### LIST OF TASKS
a: Decide whether each statement agrees with the review of The Pinch: (i) the first edition of The Pinch came out in 2010; (ii) Willetts abandons his argument that young people are locked out of social progress by property prices; (iii) the new edition raises concerns about climate change. For each, answer yes or no and quote the deciding words of the review.
b: Write out verbatim the passage of the review of The Pinch that begins at the words "This book review" and stops after "2009 to 2011.".

### EXTRACT PROVIDED

>> begin

This book review was kindly contributed by Dr Edward Maxfield, CEO of a small charity, a Liberal Democrat councillor and co-author of 101 Ways to Win an Election. He has a lifetime interest in education policy and worked as a lobbyist for Universities UK from 2009 to 2011.

It seems like everyone right now is talking about inter-generational fairness. In the wake of a general election that turned many norms on their head, commentators and campaigners are wrestling with what lies behind the tumultuous story of UK politics over the last three years – or is it the last decade? So, it is timely that the granddaddy of the genre – Lord David Willetts – has seen the second edition of his book The Pinch launched on to the bookshelves.

Many in the higher education world will know David Willetts best for his time as Minister for Universities and Science. In that role he oversaw reform of undergraduate fees that kick-started a revolution in the funding, feel and shape of the sector.

But Willetts is more than just a former junior minister. Christened ‘Two Brains’ long before he took on his government role, he is one of a rare breed: a deep-thinking politician. The first edition of The Pinch, published in 2010, asked some important questions. The author claims the new edition is substantially updated with new research and data. That is true, although Willetts is also keen to use it to distance himself from the beasting of ‘#OKBoomers’ that has become a trend on social media. And to wave the banner for his own higher education policy.

Self-justification aside then, does the updated The Pinch remain relevant for post-Brexit Britain?

Willetts starts with a broad historical sweep that roots specifically English society in values of trust, freely drawn contracts, an active central state and small nuclear families. It is an unmistakeably conservative prospectus that has echoes of Oakeshott. It sounded relevant in 2010 as the Conservative Party came to power after 13 years of New Labour. It sounds relevant now as the Conservatives return to government with a secure majority and a new leader. A leader who seems to have a firm concept of his own politics and values but an impish determination not to let on to the public what those politics are. Disruption works for a while in any institution but sooner or later the storming has to stop and the forming has to start. Willetts’ civic conservativism potentially offers one banner around which the new generation of leaders might start to gather.

Willetts retains his core point about the current generation of young people being locked out of social progress by property prices and stagnant wages. But he reinforces it with newly relevant worries about the long-term impact of climate change. He points also to the widespread loss of trust in civic institutions (not just the state but the Third Sector too).

>> end

### Data records
>> begin

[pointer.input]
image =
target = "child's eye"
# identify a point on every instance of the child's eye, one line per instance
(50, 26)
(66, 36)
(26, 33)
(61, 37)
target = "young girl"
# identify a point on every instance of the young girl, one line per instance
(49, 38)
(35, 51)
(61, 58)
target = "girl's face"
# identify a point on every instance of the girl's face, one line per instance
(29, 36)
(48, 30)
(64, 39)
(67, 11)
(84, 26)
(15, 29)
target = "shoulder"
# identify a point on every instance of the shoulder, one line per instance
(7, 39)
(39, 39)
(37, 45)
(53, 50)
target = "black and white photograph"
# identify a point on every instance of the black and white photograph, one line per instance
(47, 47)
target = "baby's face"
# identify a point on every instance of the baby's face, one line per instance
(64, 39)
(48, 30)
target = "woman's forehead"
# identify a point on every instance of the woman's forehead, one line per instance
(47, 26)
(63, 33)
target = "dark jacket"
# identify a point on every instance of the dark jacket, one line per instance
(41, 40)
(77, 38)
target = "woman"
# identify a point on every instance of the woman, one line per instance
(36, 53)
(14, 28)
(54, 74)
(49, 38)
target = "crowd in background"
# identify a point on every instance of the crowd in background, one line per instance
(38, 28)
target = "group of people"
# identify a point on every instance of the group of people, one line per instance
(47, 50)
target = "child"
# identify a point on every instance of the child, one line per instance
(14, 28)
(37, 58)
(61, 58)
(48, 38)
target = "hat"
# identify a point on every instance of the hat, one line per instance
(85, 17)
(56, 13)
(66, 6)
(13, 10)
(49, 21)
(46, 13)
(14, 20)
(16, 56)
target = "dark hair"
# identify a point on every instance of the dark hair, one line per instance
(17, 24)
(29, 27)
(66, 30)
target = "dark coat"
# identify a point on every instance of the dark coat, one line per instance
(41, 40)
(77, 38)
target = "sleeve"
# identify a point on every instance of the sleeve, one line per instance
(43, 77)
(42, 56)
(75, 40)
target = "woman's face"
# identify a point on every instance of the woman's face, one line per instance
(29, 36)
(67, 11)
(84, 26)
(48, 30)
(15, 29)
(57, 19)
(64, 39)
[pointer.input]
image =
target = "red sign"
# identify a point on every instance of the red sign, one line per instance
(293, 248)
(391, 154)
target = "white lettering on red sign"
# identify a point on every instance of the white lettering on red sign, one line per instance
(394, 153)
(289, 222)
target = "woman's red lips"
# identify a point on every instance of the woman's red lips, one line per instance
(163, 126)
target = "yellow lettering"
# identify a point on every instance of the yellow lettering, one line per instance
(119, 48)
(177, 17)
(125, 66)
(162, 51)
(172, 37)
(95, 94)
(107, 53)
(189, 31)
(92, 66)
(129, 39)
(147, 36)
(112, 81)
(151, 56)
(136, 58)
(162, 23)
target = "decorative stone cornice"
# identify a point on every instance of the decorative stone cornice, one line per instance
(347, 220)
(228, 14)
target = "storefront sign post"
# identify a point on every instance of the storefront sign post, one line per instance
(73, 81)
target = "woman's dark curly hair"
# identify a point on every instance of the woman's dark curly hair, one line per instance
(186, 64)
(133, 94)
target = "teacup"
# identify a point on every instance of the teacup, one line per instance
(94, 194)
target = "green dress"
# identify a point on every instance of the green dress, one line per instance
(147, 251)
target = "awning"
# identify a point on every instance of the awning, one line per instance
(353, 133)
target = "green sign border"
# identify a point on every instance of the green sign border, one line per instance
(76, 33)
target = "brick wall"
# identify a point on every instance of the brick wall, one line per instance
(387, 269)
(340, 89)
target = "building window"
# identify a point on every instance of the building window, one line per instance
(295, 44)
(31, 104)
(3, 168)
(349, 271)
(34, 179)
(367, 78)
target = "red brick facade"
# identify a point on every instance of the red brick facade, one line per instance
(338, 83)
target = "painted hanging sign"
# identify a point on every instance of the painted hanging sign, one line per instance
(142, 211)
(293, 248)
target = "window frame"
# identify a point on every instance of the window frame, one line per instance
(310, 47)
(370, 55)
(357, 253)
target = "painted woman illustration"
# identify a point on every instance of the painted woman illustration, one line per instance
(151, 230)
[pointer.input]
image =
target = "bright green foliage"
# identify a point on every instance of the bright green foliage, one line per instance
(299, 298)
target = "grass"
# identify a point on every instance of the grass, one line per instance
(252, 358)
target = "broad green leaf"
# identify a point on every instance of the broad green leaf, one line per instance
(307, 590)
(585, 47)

>> end

### SOLUTIONS
a:
(i) Yes: "The first edition of The Pinch, published in 2010, asked some important questions."
(ii) No: "Willetts retains his core point about the current generation of young people being locked out of social progress by property prices and stagnant wages."
(iii) Yes: "But he reinforces it with newly relevant worries about the long-term impact of climate change."

b:
This book review was kindly contributed by Dr Edward Maxfield, CEO of a small charity, a Liberal Democrat councillor and co-author of 101 Ways to Win an Election. He has a lifetime interest in education policy and worked as a lobbyist for Universities UK from 2009 to 2011.